- _Task_: Edit everything from the line containing "Where can the black pants be found here?" down to the line containing "666], [467, 805]]" in the records below, replacing "black sneaker" with "black running shoe" and keeping every other character as is. Return only those lines.

- _Given data_:

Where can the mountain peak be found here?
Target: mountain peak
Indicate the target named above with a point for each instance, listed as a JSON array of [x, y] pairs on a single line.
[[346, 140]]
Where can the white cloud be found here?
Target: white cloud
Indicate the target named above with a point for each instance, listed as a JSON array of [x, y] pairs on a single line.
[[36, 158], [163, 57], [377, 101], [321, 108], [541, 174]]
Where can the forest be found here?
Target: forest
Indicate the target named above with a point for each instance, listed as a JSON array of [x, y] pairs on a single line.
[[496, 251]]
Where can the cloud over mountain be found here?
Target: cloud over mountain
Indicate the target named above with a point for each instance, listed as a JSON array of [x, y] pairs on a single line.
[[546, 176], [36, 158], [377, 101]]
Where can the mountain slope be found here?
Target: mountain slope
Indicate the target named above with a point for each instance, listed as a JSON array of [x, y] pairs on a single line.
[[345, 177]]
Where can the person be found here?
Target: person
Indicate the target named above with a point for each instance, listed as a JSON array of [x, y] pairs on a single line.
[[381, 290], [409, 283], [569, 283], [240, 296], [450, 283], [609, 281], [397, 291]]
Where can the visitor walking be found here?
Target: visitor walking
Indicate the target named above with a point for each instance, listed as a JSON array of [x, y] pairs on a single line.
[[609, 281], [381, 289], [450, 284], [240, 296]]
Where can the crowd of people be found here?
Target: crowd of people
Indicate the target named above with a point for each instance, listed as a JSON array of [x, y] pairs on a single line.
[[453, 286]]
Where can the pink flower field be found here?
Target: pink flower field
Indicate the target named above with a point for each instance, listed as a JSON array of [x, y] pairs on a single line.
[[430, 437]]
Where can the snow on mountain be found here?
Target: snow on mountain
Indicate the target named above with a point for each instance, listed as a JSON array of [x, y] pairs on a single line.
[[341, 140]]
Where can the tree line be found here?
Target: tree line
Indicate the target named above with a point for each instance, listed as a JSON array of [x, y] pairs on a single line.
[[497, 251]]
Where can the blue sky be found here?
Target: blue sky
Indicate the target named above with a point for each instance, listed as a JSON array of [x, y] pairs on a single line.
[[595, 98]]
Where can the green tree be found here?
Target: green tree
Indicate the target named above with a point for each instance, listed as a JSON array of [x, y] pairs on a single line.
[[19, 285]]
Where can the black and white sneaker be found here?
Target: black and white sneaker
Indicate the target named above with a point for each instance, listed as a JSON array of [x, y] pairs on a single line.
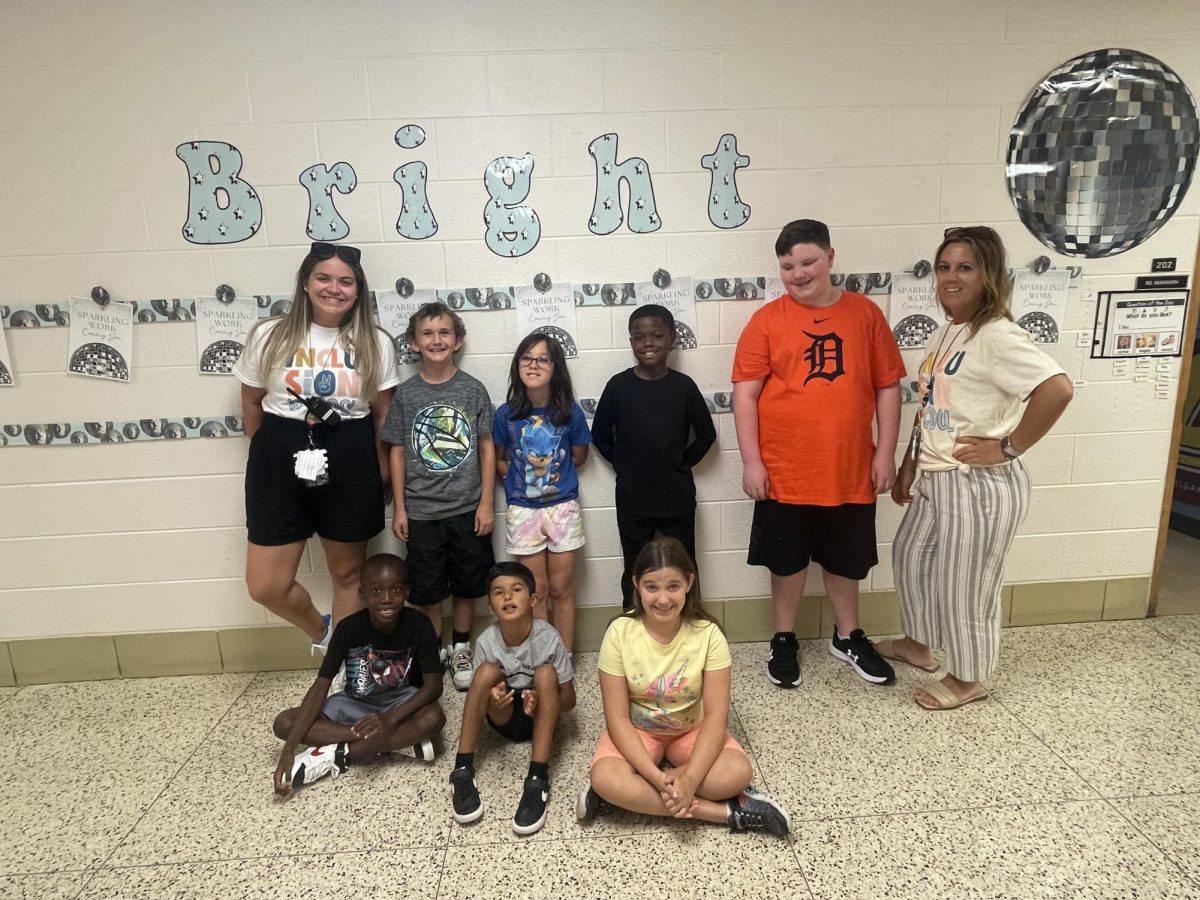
[[587, 804], [861, 654], [317, 762], [753, 811], [532, 810], [467, 805], [784, 666]]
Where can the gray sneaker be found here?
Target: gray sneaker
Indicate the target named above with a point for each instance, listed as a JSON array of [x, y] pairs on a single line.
[[461, 667], [753, 811]]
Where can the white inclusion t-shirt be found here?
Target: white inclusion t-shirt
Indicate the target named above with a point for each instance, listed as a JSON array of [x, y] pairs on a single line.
[[323, 369], [979, 385]]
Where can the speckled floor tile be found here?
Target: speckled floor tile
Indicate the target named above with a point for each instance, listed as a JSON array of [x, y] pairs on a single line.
[[1116, 701], [697, 862], [411, 873], [1073, 850], [839, 747], [42, 887], [1185, 629], [222, 805], [84, 762], [1173, 823]]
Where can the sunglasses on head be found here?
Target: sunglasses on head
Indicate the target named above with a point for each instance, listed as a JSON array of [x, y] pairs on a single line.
[[970, 232], [345, 252]]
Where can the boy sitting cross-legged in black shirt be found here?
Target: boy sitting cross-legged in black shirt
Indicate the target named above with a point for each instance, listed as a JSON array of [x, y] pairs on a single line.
[[653, 425], [393, 684]]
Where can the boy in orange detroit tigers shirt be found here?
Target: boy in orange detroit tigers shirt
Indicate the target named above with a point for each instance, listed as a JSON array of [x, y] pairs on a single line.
[[810, 372]]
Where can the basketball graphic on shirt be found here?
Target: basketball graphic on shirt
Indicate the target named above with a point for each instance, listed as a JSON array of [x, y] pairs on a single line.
[[685, 339], [442, 437], [913, 330], [1043, 328], [564, 340]]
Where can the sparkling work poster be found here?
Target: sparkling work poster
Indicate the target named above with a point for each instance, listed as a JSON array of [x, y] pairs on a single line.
[[101, 340]]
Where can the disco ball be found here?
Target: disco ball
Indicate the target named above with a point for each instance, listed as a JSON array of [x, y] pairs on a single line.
[[1102, 153]]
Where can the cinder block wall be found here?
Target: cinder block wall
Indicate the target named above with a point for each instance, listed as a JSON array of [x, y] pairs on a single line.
[[887, 120]]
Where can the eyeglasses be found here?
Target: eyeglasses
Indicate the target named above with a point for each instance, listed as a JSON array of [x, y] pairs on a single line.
[[977, 232], [342, 251]]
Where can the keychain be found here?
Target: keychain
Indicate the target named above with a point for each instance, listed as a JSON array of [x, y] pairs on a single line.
[[312, 465]]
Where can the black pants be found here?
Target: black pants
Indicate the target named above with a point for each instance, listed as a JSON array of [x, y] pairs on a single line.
[[636, 531]]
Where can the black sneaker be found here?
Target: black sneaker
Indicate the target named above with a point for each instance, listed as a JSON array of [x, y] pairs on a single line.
[[861, 654], [532, 810], [587, 804], [753, 811], [784, 666], [467, 805]]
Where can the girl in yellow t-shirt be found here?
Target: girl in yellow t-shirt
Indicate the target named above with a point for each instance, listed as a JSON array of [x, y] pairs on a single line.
[[665, 682]]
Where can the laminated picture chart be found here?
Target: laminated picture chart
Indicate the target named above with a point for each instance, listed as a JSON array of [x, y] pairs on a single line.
[[679, 298], [551, 313], [221, 329], [394, 313], [1039, 301], [101, 340], [913, 312], [5, 363], [1139, 323]]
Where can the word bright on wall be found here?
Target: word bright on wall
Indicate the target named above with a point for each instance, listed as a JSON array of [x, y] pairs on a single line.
[[223, 208]]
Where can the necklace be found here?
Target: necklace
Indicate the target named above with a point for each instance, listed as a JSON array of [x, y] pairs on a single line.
[[939, 358]]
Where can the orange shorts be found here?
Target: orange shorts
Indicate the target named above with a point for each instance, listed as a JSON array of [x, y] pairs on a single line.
[[675, 748]]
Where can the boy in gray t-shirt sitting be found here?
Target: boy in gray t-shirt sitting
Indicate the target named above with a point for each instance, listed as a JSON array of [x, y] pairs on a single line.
[[523, 679]]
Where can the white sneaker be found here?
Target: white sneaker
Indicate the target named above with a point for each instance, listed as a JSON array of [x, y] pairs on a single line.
[[461, 669], [423, 751], [317, 762]]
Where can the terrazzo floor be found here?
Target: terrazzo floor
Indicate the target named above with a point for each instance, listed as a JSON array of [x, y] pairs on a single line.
[[1080, 778]]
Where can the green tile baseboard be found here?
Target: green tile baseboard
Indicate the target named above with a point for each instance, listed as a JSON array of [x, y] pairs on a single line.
[[268, 648]]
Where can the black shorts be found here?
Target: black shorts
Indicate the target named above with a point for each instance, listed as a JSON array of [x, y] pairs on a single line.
[[519, 727], [445, 557], [280, 509], [785, 537]]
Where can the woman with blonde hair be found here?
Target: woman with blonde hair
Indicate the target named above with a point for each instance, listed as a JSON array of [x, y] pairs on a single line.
[[316, 388], [988, 394]]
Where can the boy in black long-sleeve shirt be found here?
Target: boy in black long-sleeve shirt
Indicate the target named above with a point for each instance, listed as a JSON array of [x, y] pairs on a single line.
[[652, 425]]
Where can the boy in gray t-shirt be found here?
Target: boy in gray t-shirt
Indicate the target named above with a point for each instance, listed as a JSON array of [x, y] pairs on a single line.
[[523, 679], [443, 473]]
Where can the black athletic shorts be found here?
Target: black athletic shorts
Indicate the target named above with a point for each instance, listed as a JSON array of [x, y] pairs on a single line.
[[445, 557], [520, 727], [784, 537], [281, 509]]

- _Complete output_:
Where can the black pants be found here?
Target: black pants
Indicate the target named above with a point for each instance, listed as a JSON array of [x, y] pairs on a single line.
[[636, 531]]
Where can the black running shoe be found here?
Target: black running shoe
Indicate the target named above with a point for each instance, listed as a JSON array of [x, y] pairs on a single line.
[[861, 654], [532, 810], [587, 804], [753, 811], [784, 666], [467, 805]]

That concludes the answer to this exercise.